[Stored data entries]
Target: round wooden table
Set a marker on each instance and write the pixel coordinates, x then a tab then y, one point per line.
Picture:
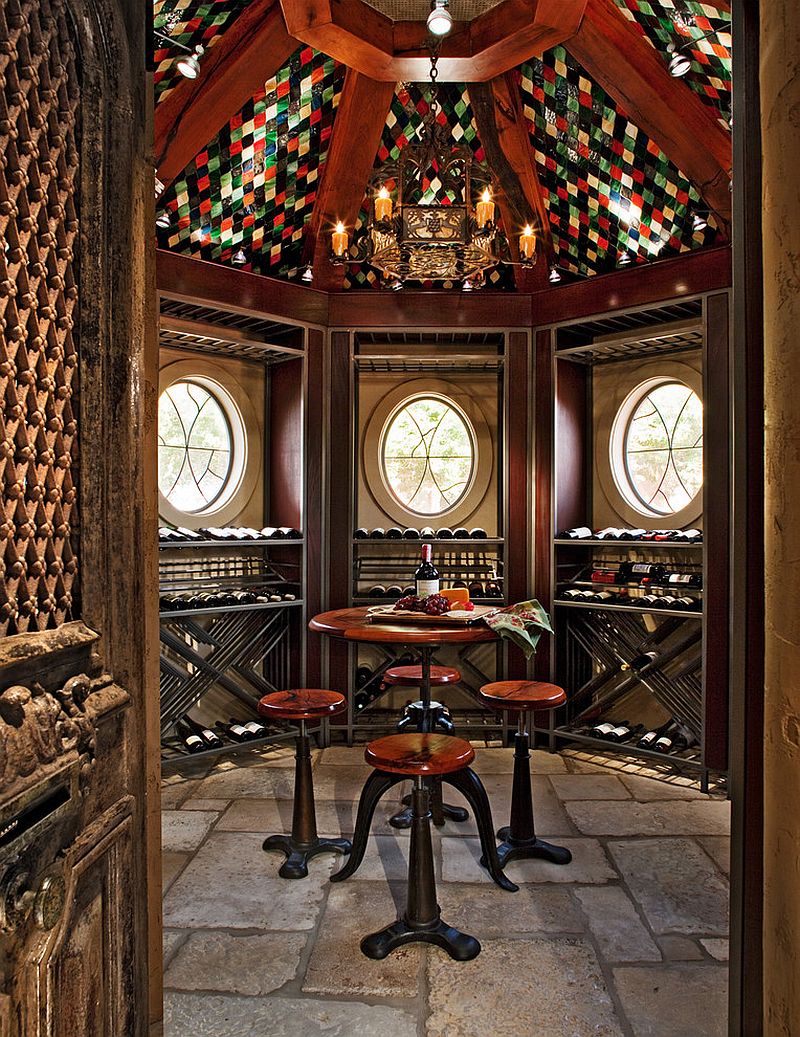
354	624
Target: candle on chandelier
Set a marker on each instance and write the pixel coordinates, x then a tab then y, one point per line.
485	211
383	205
527	242
339	240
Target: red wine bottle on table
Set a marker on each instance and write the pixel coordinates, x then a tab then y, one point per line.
426	576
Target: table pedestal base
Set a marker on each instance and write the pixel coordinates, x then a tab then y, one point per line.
421	921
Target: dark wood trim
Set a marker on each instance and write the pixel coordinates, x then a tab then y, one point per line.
747	634
692	274
314	504
619	57
429	309
716	496
518	452
339	499
231	72
543	486
360	118
240	291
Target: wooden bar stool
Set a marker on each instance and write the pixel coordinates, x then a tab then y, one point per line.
425	716
519	838
301	705
420	756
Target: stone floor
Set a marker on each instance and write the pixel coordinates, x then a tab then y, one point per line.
631	939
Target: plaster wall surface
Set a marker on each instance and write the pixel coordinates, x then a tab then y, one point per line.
780	143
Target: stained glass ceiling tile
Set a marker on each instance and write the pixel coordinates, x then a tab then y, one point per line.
253	187
608	188
189	23
683	23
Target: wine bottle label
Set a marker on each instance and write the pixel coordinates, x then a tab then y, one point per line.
604	728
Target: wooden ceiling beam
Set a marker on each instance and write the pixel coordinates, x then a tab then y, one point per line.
616	55
231	72
360	118
503	133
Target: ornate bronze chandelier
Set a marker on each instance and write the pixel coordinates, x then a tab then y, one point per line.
446	239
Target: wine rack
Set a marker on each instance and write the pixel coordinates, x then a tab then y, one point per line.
624	657
245	649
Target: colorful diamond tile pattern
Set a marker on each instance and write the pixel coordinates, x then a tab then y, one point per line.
252	190
404	124
683	23
609	189
191	24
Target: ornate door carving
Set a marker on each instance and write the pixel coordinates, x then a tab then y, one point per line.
74	408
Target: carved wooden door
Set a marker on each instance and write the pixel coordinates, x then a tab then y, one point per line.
75	402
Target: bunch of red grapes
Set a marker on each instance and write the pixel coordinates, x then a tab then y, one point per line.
434	605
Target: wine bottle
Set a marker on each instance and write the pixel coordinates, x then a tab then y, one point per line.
676	579
630	571
579	533
192	743
624	732
233	731
210	738
256	730
426	576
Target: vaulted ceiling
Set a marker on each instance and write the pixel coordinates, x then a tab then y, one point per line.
570	101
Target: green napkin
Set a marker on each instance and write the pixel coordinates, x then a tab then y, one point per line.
521	623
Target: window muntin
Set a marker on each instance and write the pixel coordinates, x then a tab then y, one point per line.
657	447
428	455
195	447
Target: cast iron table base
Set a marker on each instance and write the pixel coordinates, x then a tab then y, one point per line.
421	920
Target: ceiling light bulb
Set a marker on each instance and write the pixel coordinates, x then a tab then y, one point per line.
189	64
679	63
439	21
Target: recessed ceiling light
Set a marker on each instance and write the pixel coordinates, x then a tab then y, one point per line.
189	64
440	20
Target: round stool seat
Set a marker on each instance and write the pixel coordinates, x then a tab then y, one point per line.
522	695
412	675
302	703
418	753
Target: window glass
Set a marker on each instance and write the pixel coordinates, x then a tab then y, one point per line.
662	449
195	447
428	455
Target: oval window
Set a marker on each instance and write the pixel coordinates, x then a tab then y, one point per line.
195	447
657	447
428	455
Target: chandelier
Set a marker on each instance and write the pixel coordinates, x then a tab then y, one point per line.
442	239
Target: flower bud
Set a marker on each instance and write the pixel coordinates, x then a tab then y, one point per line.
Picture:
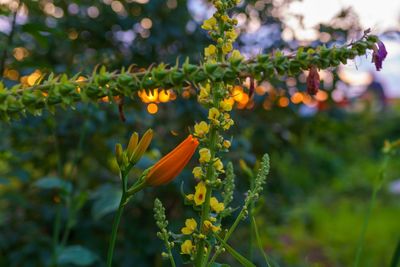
118	154
132	144
141	147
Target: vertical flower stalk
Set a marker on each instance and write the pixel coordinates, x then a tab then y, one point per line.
214	96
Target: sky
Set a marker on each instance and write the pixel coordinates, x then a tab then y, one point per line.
380	16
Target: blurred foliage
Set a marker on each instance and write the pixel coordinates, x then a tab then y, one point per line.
58	177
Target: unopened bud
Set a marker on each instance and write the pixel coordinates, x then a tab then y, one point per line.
132	144
118	154
142	146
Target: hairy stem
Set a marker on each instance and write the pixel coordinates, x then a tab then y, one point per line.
205	213
114	231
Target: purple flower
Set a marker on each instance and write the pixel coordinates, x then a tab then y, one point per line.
379	55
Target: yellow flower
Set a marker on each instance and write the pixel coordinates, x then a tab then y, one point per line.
202	128
232	35
197	172
190	226
213	115
210	50
209	226
236	54
227	121
218	165
216	206
226	105
205	155
204	93
200	194
209	24
226	143
228	124
226	48
187	247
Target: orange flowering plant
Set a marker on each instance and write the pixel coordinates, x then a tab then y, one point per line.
164	171
204	236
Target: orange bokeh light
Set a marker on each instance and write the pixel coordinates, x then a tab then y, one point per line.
152	108
321	96
297	98
237	93
283	102
164	96
148	98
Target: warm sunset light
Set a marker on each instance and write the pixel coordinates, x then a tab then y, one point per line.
152	108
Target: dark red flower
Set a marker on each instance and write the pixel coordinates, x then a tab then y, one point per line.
379	55
313	81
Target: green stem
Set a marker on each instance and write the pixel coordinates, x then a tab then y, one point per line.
228	235
126	194
205	212
56	233
113	239
251	221
170	256
377	187
395	262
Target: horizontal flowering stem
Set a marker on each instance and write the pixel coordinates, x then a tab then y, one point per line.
67	91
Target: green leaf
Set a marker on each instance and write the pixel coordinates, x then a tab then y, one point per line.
259	243
216	264
107	200
245	262
77	255
54	183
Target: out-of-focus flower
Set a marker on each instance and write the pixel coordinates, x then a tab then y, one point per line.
205	155
225	105
197	172
218	165
190	226
227	47
200	193
226	143
313	81
379	55
201	129
209	24
168	167
187	247
209	226
215	205
210	50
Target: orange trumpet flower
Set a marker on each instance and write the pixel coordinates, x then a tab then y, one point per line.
168	167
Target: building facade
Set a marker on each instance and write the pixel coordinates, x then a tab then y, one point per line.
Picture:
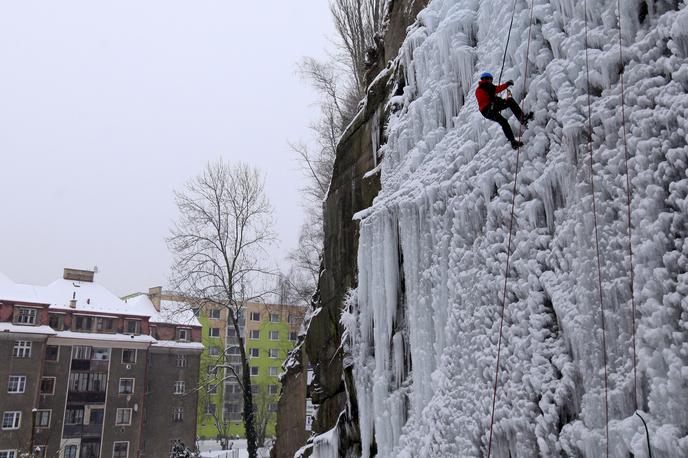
269	332
89	375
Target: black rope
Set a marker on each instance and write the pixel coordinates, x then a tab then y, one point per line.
506	46
647	434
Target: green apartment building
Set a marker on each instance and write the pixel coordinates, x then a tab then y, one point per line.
269	332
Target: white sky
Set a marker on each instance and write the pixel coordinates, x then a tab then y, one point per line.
107	106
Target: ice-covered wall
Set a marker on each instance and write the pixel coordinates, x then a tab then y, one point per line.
432	248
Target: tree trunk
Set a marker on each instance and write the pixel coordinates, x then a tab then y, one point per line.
249	416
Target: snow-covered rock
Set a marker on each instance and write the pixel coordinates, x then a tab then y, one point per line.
433	247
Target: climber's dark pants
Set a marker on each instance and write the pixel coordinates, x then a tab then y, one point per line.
491	112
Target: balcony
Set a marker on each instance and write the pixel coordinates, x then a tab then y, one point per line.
91	397
94	430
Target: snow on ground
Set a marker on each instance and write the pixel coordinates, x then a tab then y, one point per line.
212	449
432	248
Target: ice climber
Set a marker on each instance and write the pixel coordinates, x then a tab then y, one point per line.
490	105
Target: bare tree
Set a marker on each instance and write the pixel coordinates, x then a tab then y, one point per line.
219	246
264	413
211	382
357	22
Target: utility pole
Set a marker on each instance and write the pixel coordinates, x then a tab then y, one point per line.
33	431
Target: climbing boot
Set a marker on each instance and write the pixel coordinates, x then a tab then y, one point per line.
527	117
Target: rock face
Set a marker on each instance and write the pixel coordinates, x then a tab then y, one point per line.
426	327
291	408
351	191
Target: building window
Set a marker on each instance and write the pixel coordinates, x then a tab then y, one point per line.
52	353
126	386
120	450
43	418
100	354
123	417
70	451
48	385
16	384
25	315
104	324
56	321
11	420
74	416
132	327
83	323
82	353
128	356
96	417
183	334
22	349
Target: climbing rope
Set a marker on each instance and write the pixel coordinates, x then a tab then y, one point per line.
628	214
508	37
597	240
511	224
630	241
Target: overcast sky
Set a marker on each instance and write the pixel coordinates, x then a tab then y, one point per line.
107	106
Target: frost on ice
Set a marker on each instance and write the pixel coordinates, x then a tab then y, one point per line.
432	248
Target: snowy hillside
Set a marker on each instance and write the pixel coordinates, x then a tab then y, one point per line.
433	247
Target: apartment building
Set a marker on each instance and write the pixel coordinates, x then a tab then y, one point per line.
269	332
89	375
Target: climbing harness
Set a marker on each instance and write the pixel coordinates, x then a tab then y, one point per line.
511	221
597	239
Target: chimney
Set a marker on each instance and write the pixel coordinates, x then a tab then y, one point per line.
78	275
155	294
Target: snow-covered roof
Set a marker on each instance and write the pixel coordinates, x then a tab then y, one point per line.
95	298
11	291
19	329
140	338
171	312
179	345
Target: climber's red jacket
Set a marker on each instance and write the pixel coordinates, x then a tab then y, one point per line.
487	92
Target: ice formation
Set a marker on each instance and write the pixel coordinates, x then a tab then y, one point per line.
432	248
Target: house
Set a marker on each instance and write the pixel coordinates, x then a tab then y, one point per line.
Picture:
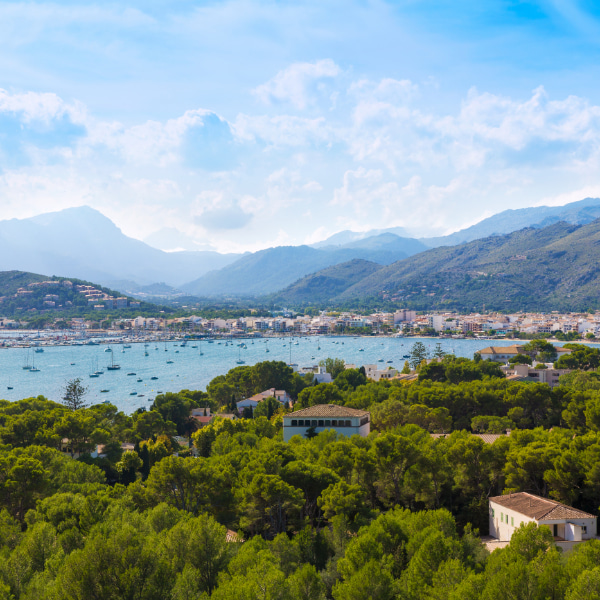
202	416
348	421
486	438
527	373
281	395
373	372
320	374
568	525
500	353
504	353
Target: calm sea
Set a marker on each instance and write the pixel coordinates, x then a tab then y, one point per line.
179	367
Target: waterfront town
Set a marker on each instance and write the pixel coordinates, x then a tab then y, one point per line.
400	322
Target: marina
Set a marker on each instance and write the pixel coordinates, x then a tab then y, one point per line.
193	367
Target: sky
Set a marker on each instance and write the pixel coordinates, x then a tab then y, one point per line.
240	125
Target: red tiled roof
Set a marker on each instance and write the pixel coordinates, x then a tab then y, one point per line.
539	508
329	410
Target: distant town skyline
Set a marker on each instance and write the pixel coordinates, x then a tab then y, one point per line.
241	125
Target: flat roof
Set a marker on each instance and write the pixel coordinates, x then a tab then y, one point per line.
328	410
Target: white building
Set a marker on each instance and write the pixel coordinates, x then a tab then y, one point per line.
568	525
348	421
320	374
280	395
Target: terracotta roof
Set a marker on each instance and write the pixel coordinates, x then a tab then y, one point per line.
514	349
539	508
329	410
232	536
488	438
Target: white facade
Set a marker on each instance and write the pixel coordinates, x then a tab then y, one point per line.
567	525
328	416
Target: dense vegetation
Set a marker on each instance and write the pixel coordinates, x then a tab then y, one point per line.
394	515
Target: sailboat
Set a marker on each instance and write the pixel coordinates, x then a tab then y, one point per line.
239	361
26	366
94	373
33	368
112	366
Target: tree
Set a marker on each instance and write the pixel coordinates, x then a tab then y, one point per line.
199	545
520	359
418	353
334	366
438	352
267	408
74	393
128	466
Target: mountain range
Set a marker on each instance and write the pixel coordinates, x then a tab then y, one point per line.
81	242
551	268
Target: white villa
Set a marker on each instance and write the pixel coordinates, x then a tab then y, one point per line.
280	395
348	421
568	525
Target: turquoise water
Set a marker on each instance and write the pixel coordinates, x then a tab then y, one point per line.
190	369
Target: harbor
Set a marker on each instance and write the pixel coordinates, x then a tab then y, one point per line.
145	369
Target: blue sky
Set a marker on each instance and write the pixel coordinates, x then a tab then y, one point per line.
241	125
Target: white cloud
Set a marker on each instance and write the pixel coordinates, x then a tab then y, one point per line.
295	84
377	159
32	106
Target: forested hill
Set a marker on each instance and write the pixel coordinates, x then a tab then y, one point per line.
553	268
43	293
326	284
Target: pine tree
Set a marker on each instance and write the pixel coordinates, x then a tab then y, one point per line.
74	394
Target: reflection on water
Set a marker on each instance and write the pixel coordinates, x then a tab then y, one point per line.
190	367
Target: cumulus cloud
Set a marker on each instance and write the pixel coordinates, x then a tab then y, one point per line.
296	84
378	158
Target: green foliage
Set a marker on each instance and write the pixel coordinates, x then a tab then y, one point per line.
74	394
418	353
392	515
333	366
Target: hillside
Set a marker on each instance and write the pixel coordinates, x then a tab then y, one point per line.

== WHAT YOU HAVE TO DO ==
Output only the lines running from the line with "Target: harbor" through the final line of the data, inclusive.

== RESPONSE ==
Target: harbor
Set a marker on each instance and write the pixel coordinates, x then a tab then y, one point per line.
145	369
Target: blue sky
Set a marker on each instance and write the pixel coordinates, x then a tab then y, one point per line.
241	125
Target: white cloud
Set a marker on each instance and write the pixel coordinates, x then a tab then y, one point per line.
295	84
377	159
32	106
Target: forested hill
Set a marker on each instance and write the pixel coordinates, x then a tab then y, one point per line.
553	268
43	293
326	284
Target: pine tree
Set a marker on each instance and write the pixel coordinates, x then a tab then y, one point per line.
74	394
Target: reflection on water
Set a marker on each instance and write the pixel coordinates, x then a tab then y, one point per line.
190	367
Target: cumulus cloud
Set a marker on each instance and write the pixel coordinates, x then a tab then y, one point per line.
296	84
378	158
Target: green foliage
Set a marker on each instance and write the pixel coordinates, x then a tab then y, one point per line.
74	394
418	353
392	515
333	366
Target: hillside
Set a marker on each instance and write the pixel coordinates, x then a tab then y, one point per line.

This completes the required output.